_The request_.
Could you continue the piece below on Joseph, Moses, and leadership, picking up right after its final sentence?

── Document excerpt

Just when Joseph thought he could finally lock up his life story in the memory closet called “forgotten,” the trouble of his life showed up in front of him. There they were, on the ground, bowed before him (Gen. 42:6). They had no clue that the one who was looking at them was the very one they once wished dead (v. 8).
The victim meets his tormentors. The memories and feelings return. What would Joseph do now?
The almost unlimited power of his leadership position only intensified Joseph’s dilemma. He remembered their crime and his dreams—now literally acted out just as God had shown him—that triggered their hatred. How do you use your power when God turns your enemies over to you?
Joseph noticed that Benjamin, his younger brother, was missing among them! Had these cruel men killed him? Can you imagine the raw emotion that flushed Joseph’s heart? But he had learned not to let emotion hijack the cool of his leadership. Joseph would test them and, if necessary, break them. His stern voice left no doubt as to who was in charge.
As Joseph unforgivingly pressed them for the truth, a new story emerged. Instead of cruelty, he noticed unselfish commitment to each other. Instead of deception, Joseph sensed devotion to their father. As his ears tuned in to their hushed conversation, Joseph overheard what he did not expect: they, too, remembered that bitter moment when they had ignored “the anguish of his soul” (Gen. 42:21, KJV). Their sin had imprinted itself on their hearts as if it could not be forgiven. Hearing their anguish over his destiny struck Joseph like a lightning bolt. Only a quick exit saved his face as Joseph broke down and wept as he never had before.
God redeeming our story
Most of us are too familiar with the story of Joseph not to recognize what a crucial leadership moment this was for Joseph. Here was a leader choosing to work through his past rather than forgetting it. It paved the way for that ultimate moment of truth recorded in Scripture when he reassured his fearful brothers after the death of their father Jacob: “ ‘Don’t be afraid of me. . . . You intended to harm me, but God intended it all for good’ ” (Gen. 50:19, 20, NLT).
Did you notice that? God had not wiped away the truth of their guilt and his misery. God had entered it and redeemed it. Once Joseph realized God’s grace had always been in his story, he could forgive it. Joseph could finally embrace God’s grace in his whole story—both glorious and painful.
Many of us have a hard time with the story. We are not, of course, suggesting that God justifies cruelty done to any of His children. Yet when we suffer, God enters into our suffering with us (Isa. 63:9). All too often, the pain of the moment hides this reality from us. Thus, our unhealed wounds and stories of the past are buried deep in the closet of our memory. We wish to forget them. But even though banned from view, these experiences still affect our life and leadership and sometimes derail our best intentions. These hidden dynamics are one of the reasons leadership development is such a difficult undertaking.2
In a study of congregational leaders, Mike Aufderhar found that leaders “without an awareness of their family system patterns and reactivity often exercise their leadership in unhealthy ways that are damaging to their congregations.”3 Why? In anxiety-generating situations, we tend to revert to behavior patterns we developed earlier in life. The stories of the past, which are thought to be overcome and discarded, if not forgiven, can still trigger emotional reactions to do their destructive work.4
Look at Moses, striking the rock in anger instead of talking to it as God had commanded. Why this overreaction? Fearful of seeing Israel repeat the rebellion, possibly causing their exclusion from the Promised Land, Moses simply lost it. While we have great sympathy for his “losing it” when faced with the constant whining and rebelling of His people, God still held Moses accountable for his failure under pressure.

────
── Data provided

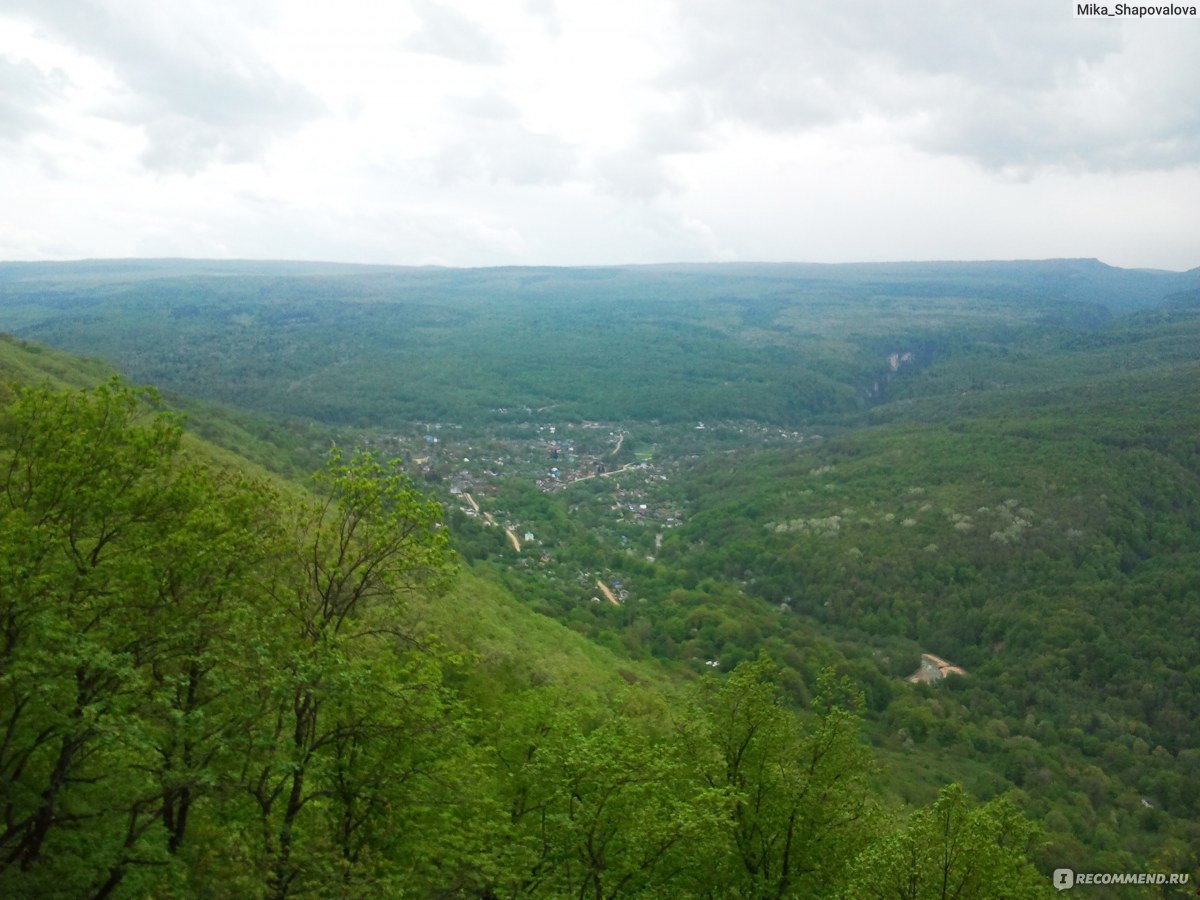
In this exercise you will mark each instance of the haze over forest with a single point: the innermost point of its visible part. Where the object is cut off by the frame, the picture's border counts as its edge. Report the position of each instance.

────

_Task answer_.
What can we do? One way to find healing is to realize that our life is a sacred story authored by God: “Everyone’s life is a story. But most people don’t know how to read their life in a way that reveals their story. They miss the deeper meaning in their life, and they have little sense of how God has written their story to reveal himself and his own story.”5 Learning to read your life story is a core ingredient for leadership growth.
In our leadership program at Andrews University, we ask all leaders to write out their life stories. Then we help them plot their story on a timeline and track God’s fingerprints in the circumstances, events, and people of their lives.6 Many leaders are profoundly affected by this exercise. The exercise assumes that if God has called you as a leader, He uses all of your life to shape the unique you, the good and the bad.
God’s fingerprints in our lives
God uses all of our life to shape our leadership potential. One of the researchers who has greatly influenced the lifetime approach to leadership development is J. Robert Clinton. After studying the life stories of many biblical, historical, and contemporary Christian leaders, Clinton found six discernable phases in the typical development of a leader. While each life story is unique and does not exactly match these ideal phases, the following six-point review offers an important perspective on what God is doing in each phase to develop leadership potential.
1. Sovereign foundations. God works through the background elements of family, context, historical situations, and events to shape a leader. It is not always easy to see God’s hand in the circumstances of life. But reflection in later stages of life will often bring a deeper appreciation of the providences of God in this phase.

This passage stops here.